#### Written task:
Locate each line in the items below that contains the word "carved" and copy those lines.
** Begin **
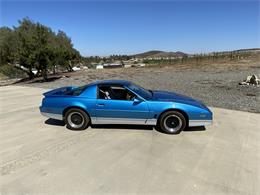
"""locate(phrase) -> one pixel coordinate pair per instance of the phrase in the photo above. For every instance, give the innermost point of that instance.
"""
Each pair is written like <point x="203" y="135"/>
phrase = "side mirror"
<point x="137" y="100"/>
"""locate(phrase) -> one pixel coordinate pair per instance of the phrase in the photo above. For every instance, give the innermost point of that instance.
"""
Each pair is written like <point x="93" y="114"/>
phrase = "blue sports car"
<point x="123" y="102"/>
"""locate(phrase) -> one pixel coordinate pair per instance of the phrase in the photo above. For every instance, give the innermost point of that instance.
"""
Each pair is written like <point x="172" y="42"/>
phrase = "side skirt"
<point x="130" y="121"/>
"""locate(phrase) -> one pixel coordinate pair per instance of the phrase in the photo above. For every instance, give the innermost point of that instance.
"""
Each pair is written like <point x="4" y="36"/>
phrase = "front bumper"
<point x="197" y="123"/>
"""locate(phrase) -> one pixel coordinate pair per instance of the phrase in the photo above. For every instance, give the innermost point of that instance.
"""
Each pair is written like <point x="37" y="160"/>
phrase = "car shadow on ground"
<point x="55" y="122"/>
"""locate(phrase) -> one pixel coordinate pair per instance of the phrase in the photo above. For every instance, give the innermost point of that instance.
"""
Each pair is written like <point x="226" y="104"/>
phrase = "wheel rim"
<point x="172" y="123"/>
<point x="75" y="119"/>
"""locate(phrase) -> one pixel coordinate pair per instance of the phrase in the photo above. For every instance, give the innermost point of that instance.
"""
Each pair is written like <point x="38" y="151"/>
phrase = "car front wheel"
<point x="76" y="119"/>
<point x="172" y="122"/>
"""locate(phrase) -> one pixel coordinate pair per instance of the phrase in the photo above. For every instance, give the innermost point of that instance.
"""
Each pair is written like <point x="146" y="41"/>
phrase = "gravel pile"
<point x="216" y="87"/>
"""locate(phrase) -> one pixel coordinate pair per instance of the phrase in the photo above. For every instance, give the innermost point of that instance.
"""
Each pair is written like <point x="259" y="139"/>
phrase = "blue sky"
<point x="128" y="27"/>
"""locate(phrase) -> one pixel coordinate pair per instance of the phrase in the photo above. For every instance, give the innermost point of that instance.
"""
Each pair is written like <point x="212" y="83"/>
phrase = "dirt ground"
<point x="216" y="85"/>
<point x="41" y="156"/>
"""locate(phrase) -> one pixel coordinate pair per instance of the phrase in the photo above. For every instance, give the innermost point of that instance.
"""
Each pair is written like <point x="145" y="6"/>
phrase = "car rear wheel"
<point x="76" y="119"/>
<point x="172" y="122"/>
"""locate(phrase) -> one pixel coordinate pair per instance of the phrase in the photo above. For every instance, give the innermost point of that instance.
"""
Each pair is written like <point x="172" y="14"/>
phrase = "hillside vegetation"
<point x="33" y="46"/>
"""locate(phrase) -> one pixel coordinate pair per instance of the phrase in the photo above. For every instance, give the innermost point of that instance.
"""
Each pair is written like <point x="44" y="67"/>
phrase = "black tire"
<point x="172" y="122"/>
<point x="76" y="119"/>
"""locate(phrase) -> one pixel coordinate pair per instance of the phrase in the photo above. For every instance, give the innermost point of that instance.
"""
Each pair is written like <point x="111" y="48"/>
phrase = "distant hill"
<point x="158" y="54"/>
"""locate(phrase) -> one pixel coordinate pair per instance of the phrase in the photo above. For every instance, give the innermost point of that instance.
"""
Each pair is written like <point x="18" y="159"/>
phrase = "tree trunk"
<point x="44" y="74"/>
<point x="30" y="73"/>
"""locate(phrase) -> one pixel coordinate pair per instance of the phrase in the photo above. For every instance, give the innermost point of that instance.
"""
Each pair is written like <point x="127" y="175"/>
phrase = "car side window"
<point x="115" y="92"/>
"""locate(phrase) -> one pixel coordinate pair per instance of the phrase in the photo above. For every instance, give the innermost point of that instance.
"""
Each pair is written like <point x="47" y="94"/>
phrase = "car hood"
<point x="175" y="97"/>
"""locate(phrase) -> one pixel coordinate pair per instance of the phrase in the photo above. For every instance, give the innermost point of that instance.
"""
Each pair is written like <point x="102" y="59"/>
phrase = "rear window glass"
<point x="77" y="91"/>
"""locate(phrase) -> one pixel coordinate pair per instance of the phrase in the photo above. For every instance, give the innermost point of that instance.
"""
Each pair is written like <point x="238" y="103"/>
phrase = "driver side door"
<point x="121" y="111"/>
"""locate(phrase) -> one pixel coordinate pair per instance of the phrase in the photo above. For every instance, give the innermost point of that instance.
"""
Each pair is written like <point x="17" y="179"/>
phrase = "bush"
<point x="11" y="72"/>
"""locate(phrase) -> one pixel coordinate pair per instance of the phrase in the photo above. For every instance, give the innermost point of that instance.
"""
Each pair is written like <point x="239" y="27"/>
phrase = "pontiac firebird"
<point x="123" y="102"/>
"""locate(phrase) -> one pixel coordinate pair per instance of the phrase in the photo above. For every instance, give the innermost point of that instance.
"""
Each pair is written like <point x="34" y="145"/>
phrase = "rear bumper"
<point x="196" y="123"/>
<point x="51" y="115"/>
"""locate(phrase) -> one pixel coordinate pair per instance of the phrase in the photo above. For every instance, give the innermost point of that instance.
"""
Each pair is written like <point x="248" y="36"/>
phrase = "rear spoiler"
<point x="59" y="91"/>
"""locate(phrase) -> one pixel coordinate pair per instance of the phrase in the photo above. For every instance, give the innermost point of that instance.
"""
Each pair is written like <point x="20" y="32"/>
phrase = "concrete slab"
<point x="39" y="156"/>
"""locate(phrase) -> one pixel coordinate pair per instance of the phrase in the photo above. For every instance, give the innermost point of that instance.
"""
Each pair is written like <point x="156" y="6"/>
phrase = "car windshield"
<point x="146" y="94"/>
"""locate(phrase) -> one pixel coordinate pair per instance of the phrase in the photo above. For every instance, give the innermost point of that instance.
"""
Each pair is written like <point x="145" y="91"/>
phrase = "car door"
<point x="114" y="111"/>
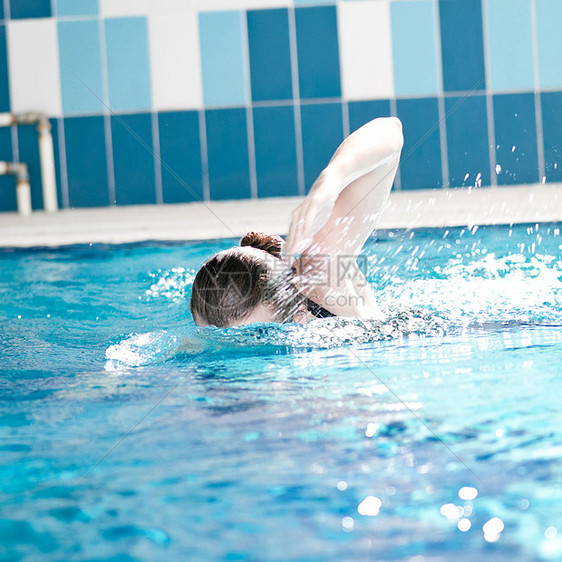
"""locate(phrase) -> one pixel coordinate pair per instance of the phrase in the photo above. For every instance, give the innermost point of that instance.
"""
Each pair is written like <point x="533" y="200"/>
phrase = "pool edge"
<point x="535" y="203"/>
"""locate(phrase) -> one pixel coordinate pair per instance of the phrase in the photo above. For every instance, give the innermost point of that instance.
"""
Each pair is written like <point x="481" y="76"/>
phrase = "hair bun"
<point x="271" y="243"/>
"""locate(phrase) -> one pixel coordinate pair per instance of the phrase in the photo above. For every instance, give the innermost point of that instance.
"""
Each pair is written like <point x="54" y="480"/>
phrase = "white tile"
<point x="175" y="61"/>
<point x="124" y="8"/>
<point x="366" y="50"/>
<point x="33" y="60"/>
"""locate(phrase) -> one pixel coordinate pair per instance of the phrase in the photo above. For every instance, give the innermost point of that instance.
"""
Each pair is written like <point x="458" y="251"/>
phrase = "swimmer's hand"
<point x="311" y="215"/>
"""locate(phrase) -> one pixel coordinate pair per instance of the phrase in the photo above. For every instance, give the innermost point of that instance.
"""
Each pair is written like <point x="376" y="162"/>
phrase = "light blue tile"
<point x="549" y="25"/>
<point x="80" y="66"/>
<point x="24" y="9"/>
<point x="511" y="44"/>
<point x="462" y="45"/>
<point x="128" y="65"/>
<point x="318" y="52"/>
<point x="222" y="58"/>
<point x="77" y="7"/>
<point x="413" y="44"/>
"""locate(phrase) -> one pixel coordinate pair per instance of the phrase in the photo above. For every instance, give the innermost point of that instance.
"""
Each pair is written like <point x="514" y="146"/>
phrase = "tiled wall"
<point x="169" y="101"/>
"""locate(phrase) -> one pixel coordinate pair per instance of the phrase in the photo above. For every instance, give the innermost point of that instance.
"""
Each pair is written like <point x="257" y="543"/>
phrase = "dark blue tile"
<point x="420" y="166"/>
<point x="20" y="9"/>
<point x="551" y="103"/>
<point x="322" y="133"/>
<point x="133" y="159"/>
<point x="361" y="112"/>
<point x="4" y="77"/>
<point x="318" y="52"/>
<point x="180" y="154"/>
<point x="28" y="146"/>
<point x="7" y="183"/>
<point x="270" y="59"/>
<point x="516" y="138"/>
<point x="227" y="152"/>
<point x="86" y="169"/>
<point x="276" y="153"/>
<point x="462" y="45"/>
<point x="467" y="141"/>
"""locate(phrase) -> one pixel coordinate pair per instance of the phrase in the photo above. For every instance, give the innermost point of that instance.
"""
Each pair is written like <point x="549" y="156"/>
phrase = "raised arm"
<point x="340" y="212"/>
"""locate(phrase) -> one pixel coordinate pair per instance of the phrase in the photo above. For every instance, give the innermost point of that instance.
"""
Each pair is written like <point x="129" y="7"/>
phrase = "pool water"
<point x="129" y="434"/>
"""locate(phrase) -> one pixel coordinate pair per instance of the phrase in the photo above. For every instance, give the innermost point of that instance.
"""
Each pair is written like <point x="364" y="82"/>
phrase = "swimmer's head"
<point x="245" y="284"/>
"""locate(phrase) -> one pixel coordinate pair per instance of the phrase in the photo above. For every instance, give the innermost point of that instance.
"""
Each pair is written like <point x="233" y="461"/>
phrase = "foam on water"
<point x="490" y="292"/>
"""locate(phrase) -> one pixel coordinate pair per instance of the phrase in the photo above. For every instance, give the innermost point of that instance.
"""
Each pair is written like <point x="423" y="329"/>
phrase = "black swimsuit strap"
<point x="317" y="310"/>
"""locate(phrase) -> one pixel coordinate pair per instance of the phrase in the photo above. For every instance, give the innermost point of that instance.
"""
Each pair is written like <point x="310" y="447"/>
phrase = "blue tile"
<point x="80" y="67"/>
<point x="549" y="38"/>
<point x="462" y="45"/>
<point x="222" y="58"/>
<point x="420" y="166"/>
<point x="20" y="9"/>
<point x="133" y="159"/>
<point x="128" y="64"/>
<point x="361" y="112"/>
<point x="551" y="103"/>
<point x="322" y="133"/>
<point x="227" y="152"/>
<point x="318" y="52"/>
<point x="276" y="152"/>
<point x="86" y="169"/>
<point x="510" y="39"/>
<point x="413" y="47"/>
<point x="77" y="7"/>
<point x="270" y="59"/>
<point x="7" y="183"/>
<point x="516" y="138"/>
<point x="180" y="154"/>
<point x="467" y="146"/>
<point x="4" y="76"/>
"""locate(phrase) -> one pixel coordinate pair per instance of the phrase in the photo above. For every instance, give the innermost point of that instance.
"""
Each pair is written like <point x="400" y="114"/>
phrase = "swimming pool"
<point x="127" y="433"/>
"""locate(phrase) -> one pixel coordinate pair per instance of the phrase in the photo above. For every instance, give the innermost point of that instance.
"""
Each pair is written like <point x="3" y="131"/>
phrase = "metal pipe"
<point x="46" y="154"/>
<point x="23" y="189"/>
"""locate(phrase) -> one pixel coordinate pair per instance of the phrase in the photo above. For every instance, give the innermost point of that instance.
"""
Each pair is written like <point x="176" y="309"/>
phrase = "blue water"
<point x="129" y="434"/>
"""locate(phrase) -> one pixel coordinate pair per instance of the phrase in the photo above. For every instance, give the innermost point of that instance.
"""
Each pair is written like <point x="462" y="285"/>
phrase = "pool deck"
<point x="538" y="203"/>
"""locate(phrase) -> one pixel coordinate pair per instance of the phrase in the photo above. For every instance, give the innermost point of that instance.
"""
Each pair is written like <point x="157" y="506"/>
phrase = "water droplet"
<point x="468" y="493"/>
<point x="550" y="532"/>
<point x="370" y="506"/>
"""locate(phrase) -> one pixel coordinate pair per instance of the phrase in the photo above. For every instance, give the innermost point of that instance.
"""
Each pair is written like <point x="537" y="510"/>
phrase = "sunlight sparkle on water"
<point x="492" y="529"/>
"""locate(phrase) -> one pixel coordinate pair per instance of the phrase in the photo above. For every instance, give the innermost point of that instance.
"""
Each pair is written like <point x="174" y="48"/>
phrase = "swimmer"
<point x="315" y="273"/>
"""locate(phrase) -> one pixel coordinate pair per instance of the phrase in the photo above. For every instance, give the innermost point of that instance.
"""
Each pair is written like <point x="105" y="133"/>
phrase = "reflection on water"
<point x="129" y="433"/>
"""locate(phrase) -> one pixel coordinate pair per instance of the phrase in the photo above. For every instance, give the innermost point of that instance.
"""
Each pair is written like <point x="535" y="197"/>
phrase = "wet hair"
<point x="232" y="283"/>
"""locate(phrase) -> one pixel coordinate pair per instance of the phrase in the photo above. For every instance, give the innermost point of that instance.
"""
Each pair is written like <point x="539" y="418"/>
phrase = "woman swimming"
<point x="316" y="272"/>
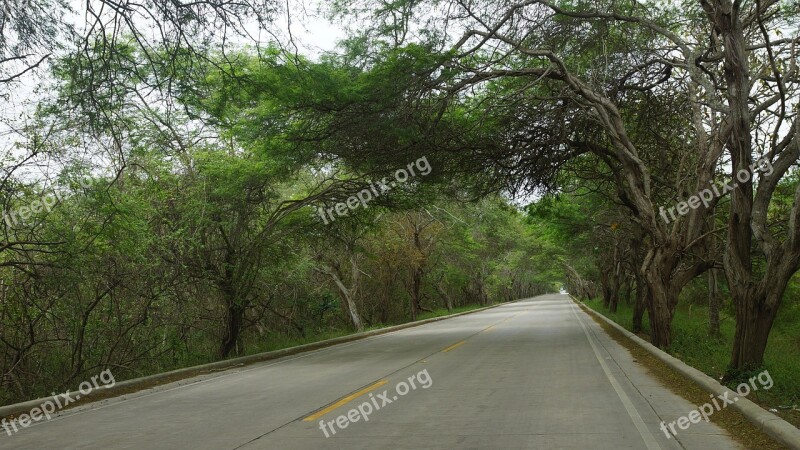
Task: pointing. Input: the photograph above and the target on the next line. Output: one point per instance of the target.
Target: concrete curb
(772, 425)
(136, 384)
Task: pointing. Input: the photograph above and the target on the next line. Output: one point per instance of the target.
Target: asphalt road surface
(534, 374)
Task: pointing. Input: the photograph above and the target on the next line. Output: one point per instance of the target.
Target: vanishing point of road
(532, 374)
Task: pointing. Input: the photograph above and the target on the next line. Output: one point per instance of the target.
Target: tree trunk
(662, 299)
(713, 304)
(754, 319)
(234, 318)
(640, 305)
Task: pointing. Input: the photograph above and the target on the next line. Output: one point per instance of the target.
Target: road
(537, 373)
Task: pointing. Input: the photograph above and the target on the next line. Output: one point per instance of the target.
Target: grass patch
(693, 345)
(729, 419)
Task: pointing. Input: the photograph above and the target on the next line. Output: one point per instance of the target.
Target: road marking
(456, 345)
(344, 401)
(649, 440)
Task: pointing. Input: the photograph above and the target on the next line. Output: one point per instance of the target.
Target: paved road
(535, 374)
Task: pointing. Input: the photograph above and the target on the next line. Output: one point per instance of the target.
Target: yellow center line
(344, 401)
(457, 344)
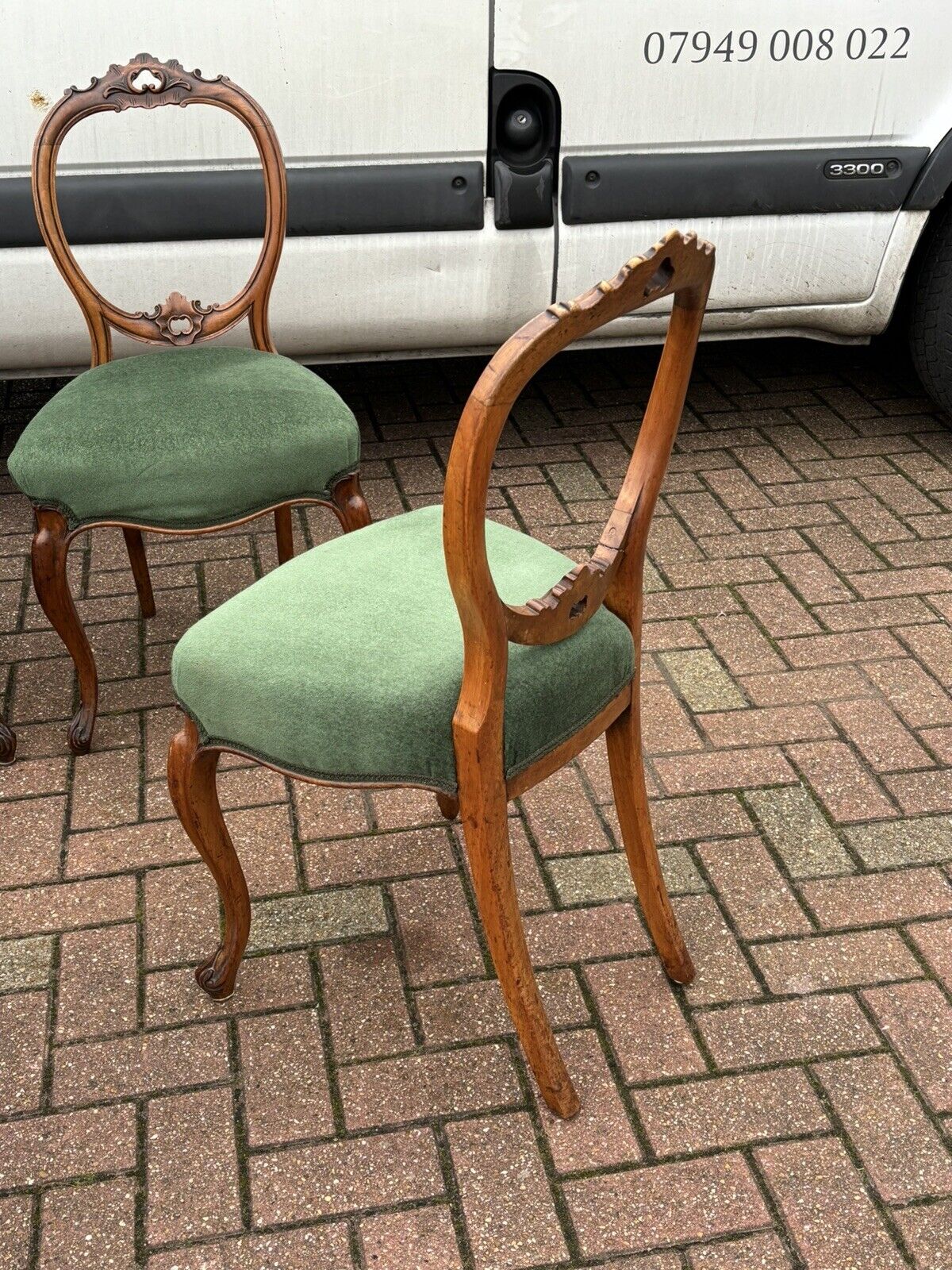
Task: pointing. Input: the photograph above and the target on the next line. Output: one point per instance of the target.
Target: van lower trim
(645, 187)
(182, 206)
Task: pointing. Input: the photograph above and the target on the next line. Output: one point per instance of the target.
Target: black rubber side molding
(178, 206)
(647, 187)
(933, 179)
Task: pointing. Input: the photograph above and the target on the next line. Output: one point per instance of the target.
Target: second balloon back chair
(190, 442)
(422, 664)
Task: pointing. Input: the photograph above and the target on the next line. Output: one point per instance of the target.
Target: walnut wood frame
(679, 266)
(148, 83)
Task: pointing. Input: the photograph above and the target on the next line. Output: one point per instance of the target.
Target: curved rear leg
(482, 806)
(48, 562)
(628, 768)
(194, 797)
(8, 742)
(285, 533)
(349, 505)
(136, 549)
(448, 806)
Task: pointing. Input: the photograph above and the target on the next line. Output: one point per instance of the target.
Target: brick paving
(361, 1102)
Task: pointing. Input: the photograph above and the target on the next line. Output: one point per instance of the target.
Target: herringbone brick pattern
(361, 1102)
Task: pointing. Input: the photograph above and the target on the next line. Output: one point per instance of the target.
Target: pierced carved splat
(179, 321)
(148, 83)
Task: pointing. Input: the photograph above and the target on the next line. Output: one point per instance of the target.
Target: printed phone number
(873, 44)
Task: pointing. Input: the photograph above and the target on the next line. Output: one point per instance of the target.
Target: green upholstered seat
(186, 438)
(346, 664)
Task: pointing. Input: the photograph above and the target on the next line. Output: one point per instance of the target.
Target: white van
(456, 164)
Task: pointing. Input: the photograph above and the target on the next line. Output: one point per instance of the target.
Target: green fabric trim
(346, 664)
(186, 440)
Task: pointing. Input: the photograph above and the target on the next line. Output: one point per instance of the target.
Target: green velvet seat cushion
(186, 438)
(346, 664)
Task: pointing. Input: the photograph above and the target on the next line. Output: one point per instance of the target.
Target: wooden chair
(380, 686)
(196, 442)
(8, 742)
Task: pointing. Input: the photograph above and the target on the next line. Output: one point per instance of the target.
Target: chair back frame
(678, 266)
(146, 83)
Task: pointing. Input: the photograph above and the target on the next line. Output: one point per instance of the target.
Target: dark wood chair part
(8, 742)
(146, 83)
(679, 266)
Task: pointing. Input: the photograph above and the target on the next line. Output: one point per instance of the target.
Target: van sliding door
(787, 133)
(381, 108)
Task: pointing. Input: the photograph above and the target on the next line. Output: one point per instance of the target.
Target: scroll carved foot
(349, 505)
(192, 787)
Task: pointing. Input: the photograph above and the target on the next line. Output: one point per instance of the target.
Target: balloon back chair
(406, 656)
(192, 442)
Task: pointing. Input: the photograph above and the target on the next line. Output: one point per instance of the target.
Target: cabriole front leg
(51, 544)
(194, 795)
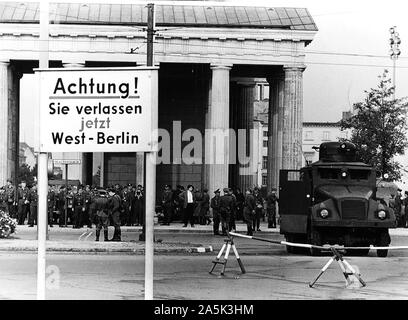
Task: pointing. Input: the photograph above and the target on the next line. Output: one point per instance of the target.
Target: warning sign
(97, 109)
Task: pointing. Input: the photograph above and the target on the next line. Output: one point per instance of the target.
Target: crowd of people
(80, 206)
(195, 206)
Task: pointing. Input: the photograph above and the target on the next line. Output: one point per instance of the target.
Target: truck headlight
(324, 213)
(382, 214)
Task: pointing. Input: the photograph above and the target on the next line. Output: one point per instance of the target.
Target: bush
(7, 225)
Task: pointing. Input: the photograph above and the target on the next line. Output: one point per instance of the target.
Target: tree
(379, 128)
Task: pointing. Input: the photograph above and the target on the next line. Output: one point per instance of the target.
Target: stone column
(275, 129)
(218, 118)
(292, 118)
(82, 170)
(4, 120)
(246, 121)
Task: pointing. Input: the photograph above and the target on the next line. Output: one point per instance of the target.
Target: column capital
(296, 68)
(73, 64)
(220, 66)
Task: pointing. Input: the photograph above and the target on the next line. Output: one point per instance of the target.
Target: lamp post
(395, 41)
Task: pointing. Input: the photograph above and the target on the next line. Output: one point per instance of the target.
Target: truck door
(293, 201)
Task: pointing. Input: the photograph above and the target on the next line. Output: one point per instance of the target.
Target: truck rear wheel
(383, 241)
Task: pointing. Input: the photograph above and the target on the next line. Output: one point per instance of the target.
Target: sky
(335, 77)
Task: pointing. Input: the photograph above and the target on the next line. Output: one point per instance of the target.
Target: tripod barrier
(229, 243)
(350, 273)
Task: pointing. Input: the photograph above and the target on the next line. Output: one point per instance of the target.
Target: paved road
(271, 275)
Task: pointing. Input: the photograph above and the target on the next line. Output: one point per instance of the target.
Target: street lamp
(395, 41)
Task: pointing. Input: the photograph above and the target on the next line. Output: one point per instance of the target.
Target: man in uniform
(226, 207)
(10, 191)
(258, 210)
(271, 201)
(50, 206)
(249, 210)
(115, 206)
(33, 200)
(167, 204)
(101, 205)
(215, 205)
(23, 203)
(3, 200)
(79, 208)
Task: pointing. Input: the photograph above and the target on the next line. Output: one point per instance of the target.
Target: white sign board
(67, 161)
(97, 109)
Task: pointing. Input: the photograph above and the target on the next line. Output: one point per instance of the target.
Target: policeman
(10, 191)
(115, 207)
(167, 204)
(33, 200)
(249, 210)
(215, 205)
(23, 203)
(87, 216)
(271, 201)
(101, 205)
(226, 207)
(258, 209)
(50, 206)
(79, 208)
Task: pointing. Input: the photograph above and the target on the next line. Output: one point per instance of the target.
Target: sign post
(103, 110)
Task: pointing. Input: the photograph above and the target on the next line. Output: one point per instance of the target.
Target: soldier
(33, 200)
(115, 206)
(79, 208)
(258, 209)
(249, 210)
(51, 206)
(215, 205)
(167, 203)
(87, 214)
(138, 207)
(271, 202)
(127, 202)
(23, 203)
(10, 191)
(3, 200)
(226, 207)
(101, 203)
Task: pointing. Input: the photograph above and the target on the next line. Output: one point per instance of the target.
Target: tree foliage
(379, 128)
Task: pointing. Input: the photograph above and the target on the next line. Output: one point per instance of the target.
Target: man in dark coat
(188, 199)
(249, 210)
(271, 202)
(167, 204)
(215, 205)
(226, 207)
(115, 206)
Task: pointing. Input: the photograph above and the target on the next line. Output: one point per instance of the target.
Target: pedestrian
** End **
#### Result for this task:
Target: pierced carved splat
Target: scroll carved foot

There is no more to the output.